Referring expression data
"""

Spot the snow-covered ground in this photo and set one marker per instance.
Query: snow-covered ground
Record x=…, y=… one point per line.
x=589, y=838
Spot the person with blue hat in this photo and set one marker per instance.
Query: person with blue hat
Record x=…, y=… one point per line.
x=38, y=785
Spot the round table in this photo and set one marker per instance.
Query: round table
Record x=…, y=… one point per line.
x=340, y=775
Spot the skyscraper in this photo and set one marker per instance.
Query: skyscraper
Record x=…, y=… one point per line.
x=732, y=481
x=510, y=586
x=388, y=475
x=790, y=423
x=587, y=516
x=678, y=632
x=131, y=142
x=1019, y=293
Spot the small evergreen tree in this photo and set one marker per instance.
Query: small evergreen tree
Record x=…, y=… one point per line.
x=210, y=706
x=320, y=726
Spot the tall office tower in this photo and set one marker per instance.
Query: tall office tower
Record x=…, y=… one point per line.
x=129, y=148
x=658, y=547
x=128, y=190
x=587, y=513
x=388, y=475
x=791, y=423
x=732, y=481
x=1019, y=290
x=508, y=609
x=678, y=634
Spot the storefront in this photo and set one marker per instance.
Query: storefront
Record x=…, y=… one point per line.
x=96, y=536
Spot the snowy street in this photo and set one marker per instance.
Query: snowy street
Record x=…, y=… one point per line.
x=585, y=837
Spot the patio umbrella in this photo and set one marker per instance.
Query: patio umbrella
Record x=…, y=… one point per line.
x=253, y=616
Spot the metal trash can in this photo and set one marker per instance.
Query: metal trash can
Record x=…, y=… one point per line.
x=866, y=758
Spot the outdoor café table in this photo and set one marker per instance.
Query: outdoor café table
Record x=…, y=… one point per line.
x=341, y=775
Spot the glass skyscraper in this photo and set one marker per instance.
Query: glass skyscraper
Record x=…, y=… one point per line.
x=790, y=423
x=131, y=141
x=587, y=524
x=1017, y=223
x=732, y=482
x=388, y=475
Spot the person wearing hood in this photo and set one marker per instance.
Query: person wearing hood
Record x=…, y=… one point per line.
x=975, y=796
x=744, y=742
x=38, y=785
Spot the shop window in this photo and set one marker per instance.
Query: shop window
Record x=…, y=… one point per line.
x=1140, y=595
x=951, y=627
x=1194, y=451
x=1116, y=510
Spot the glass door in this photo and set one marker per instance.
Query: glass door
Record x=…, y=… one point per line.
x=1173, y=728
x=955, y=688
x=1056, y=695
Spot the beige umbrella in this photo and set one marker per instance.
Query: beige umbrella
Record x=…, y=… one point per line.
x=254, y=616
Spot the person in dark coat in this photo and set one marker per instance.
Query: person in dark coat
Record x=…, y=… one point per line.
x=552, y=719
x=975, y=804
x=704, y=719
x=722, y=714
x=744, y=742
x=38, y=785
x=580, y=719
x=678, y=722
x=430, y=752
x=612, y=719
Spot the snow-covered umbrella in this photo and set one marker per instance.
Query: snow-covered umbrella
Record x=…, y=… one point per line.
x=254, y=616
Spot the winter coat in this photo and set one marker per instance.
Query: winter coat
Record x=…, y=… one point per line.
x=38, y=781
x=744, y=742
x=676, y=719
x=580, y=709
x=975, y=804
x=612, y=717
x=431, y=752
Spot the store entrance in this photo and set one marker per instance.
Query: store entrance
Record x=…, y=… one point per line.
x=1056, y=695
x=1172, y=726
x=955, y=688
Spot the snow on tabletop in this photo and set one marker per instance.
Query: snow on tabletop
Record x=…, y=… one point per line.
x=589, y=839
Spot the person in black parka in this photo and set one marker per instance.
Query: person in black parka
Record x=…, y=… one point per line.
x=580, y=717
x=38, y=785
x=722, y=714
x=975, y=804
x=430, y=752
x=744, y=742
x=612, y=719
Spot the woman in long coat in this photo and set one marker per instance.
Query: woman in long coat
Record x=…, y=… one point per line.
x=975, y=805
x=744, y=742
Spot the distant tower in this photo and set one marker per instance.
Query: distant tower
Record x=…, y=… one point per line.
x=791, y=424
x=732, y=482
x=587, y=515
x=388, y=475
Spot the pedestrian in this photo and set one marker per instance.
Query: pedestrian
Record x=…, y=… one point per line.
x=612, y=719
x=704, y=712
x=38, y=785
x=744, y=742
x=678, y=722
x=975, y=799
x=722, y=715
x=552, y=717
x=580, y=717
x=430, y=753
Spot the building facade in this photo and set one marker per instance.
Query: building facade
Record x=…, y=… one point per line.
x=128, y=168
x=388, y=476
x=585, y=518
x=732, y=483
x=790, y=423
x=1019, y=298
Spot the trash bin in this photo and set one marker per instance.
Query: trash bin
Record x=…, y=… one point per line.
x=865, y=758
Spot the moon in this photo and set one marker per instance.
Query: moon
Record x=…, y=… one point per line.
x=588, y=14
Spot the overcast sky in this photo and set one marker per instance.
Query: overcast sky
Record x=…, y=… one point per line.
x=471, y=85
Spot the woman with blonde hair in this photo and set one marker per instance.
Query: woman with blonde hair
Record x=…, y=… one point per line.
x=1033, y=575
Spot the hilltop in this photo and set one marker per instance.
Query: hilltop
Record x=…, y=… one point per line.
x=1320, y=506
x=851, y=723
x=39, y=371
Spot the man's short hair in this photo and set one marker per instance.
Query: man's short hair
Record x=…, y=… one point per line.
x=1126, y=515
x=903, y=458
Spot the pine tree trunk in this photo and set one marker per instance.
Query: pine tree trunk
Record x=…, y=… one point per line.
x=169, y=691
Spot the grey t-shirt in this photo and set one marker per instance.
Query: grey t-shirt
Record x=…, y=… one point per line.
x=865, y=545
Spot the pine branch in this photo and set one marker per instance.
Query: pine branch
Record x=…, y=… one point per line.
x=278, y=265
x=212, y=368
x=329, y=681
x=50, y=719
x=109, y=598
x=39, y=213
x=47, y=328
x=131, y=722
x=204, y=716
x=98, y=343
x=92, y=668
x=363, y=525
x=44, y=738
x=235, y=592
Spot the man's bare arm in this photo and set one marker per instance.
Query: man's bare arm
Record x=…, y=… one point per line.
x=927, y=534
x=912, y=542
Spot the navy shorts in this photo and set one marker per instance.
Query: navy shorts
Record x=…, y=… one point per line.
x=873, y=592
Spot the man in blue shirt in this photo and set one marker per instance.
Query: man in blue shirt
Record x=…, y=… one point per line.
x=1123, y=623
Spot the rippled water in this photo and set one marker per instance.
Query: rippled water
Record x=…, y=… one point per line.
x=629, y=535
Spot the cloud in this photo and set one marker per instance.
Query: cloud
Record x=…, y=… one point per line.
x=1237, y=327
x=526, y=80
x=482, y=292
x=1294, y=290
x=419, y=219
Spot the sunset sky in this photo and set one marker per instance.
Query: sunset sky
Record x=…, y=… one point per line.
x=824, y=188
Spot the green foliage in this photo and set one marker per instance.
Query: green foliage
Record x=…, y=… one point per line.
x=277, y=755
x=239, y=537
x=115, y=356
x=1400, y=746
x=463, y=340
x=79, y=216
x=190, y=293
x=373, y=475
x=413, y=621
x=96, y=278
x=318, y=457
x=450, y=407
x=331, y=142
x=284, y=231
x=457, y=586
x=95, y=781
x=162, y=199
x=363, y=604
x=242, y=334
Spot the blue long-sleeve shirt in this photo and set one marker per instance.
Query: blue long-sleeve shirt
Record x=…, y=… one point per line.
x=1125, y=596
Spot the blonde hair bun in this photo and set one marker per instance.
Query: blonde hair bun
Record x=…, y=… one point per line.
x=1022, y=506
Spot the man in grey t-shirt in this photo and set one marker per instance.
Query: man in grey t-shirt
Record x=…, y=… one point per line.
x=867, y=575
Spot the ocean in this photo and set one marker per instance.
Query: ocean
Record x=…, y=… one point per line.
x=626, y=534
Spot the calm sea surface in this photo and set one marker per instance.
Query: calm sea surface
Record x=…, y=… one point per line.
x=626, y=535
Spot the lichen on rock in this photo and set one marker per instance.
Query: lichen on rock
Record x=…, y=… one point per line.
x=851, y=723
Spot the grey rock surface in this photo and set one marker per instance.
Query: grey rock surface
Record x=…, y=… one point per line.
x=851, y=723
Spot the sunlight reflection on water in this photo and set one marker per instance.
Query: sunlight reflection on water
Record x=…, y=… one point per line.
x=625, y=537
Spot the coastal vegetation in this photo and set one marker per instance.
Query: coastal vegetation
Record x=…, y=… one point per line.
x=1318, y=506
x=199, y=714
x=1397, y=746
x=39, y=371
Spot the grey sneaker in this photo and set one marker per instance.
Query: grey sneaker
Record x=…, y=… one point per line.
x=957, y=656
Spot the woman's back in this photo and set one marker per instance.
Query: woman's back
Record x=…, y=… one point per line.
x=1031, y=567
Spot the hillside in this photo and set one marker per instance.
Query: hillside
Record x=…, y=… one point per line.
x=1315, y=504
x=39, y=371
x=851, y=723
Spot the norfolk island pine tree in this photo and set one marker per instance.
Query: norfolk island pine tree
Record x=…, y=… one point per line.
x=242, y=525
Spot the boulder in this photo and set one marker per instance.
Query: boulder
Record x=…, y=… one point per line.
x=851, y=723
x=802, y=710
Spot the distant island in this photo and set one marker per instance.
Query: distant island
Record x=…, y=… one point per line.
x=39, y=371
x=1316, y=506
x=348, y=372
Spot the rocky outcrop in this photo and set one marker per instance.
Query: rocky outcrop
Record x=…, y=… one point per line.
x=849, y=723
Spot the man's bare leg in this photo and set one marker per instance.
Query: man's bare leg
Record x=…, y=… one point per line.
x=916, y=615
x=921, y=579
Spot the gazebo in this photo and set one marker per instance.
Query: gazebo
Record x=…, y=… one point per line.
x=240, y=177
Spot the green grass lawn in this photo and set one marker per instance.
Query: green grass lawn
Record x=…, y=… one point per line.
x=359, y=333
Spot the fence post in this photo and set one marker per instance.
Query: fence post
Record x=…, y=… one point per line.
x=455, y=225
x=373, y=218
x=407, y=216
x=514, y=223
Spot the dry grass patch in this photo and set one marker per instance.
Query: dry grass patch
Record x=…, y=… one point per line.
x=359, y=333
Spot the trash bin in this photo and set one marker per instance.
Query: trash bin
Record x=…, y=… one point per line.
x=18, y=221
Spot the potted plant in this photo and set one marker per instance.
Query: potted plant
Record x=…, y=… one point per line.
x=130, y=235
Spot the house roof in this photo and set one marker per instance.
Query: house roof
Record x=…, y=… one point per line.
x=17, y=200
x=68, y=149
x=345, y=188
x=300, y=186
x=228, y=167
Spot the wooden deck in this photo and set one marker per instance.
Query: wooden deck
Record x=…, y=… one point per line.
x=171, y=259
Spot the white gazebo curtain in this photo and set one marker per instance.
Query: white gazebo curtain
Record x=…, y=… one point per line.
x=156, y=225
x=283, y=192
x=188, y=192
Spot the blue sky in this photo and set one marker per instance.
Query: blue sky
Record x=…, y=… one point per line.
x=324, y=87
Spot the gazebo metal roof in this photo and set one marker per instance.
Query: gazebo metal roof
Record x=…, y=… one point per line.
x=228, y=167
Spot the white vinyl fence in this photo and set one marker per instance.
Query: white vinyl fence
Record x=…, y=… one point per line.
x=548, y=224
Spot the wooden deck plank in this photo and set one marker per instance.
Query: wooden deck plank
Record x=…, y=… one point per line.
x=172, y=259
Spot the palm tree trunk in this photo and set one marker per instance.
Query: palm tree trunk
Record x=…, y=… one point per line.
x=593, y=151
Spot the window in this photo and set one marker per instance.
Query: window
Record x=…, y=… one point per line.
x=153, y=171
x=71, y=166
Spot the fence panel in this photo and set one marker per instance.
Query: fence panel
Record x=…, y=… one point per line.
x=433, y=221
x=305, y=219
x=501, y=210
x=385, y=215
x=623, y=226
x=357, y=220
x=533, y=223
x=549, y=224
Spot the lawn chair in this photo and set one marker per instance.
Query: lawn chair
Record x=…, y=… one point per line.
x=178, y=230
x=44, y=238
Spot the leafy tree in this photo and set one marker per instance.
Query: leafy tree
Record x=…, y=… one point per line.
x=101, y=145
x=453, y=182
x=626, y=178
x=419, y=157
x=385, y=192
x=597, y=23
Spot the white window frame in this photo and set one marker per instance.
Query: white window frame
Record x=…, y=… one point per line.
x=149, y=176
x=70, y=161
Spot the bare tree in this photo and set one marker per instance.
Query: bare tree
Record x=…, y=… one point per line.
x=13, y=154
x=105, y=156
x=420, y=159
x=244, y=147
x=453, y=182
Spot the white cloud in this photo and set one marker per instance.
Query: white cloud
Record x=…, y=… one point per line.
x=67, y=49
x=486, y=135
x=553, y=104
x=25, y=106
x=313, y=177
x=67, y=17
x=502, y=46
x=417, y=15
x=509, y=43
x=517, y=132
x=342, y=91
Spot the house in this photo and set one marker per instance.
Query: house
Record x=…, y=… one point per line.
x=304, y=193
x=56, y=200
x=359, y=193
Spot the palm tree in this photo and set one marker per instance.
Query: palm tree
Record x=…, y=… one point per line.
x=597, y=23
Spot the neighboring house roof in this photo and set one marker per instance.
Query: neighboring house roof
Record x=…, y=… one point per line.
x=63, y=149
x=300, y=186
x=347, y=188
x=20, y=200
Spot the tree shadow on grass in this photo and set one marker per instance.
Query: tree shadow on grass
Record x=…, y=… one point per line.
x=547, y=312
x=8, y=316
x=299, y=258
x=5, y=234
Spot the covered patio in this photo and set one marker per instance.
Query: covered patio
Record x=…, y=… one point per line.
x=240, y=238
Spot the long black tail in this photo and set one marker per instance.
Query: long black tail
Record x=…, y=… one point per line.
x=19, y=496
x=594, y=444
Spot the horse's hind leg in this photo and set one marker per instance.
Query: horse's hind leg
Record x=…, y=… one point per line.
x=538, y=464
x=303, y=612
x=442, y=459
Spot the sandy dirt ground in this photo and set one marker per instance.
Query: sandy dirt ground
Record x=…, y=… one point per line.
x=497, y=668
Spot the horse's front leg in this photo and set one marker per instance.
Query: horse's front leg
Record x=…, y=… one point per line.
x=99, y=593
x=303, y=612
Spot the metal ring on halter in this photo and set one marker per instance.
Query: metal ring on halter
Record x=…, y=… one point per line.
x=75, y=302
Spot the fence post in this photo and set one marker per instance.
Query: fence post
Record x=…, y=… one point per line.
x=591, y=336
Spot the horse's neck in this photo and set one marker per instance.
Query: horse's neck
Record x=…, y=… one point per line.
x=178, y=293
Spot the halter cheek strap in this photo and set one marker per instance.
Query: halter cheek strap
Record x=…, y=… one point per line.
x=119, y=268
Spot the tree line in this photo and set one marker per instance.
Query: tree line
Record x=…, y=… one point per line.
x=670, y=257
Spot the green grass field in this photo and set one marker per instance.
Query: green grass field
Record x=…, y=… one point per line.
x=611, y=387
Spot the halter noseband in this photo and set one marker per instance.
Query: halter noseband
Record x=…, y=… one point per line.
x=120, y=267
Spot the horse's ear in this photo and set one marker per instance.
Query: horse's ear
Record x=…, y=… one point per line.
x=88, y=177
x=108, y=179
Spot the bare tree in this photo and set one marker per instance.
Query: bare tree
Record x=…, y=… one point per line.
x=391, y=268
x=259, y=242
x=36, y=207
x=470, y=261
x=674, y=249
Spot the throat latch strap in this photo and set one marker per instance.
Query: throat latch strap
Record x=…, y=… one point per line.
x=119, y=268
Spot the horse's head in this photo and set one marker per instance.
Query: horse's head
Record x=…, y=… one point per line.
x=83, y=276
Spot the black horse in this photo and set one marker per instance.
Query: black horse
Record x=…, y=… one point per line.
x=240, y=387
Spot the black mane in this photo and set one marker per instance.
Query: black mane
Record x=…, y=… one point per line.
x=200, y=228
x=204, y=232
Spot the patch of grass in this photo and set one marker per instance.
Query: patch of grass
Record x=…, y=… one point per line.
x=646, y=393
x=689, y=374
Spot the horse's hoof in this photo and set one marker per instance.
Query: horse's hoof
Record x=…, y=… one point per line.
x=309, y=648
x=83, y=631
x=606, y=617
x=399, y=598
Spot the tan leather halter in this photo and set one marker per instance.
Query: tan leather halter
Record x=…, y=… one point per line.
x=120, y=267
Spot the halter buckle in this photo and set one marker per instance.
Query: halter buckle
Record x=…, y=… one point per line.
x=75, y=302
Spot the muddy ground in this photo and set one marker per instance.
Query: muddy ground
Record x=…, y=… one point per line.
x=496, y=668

"""

### WORK REQUIRED
Copy here each line of the preceding records with "rocky" in it.

### RESPONSE TO THIS EXERCISE
Spot the rocky outcrop in this photo and set one marker per instance.
Query: rocky outcrop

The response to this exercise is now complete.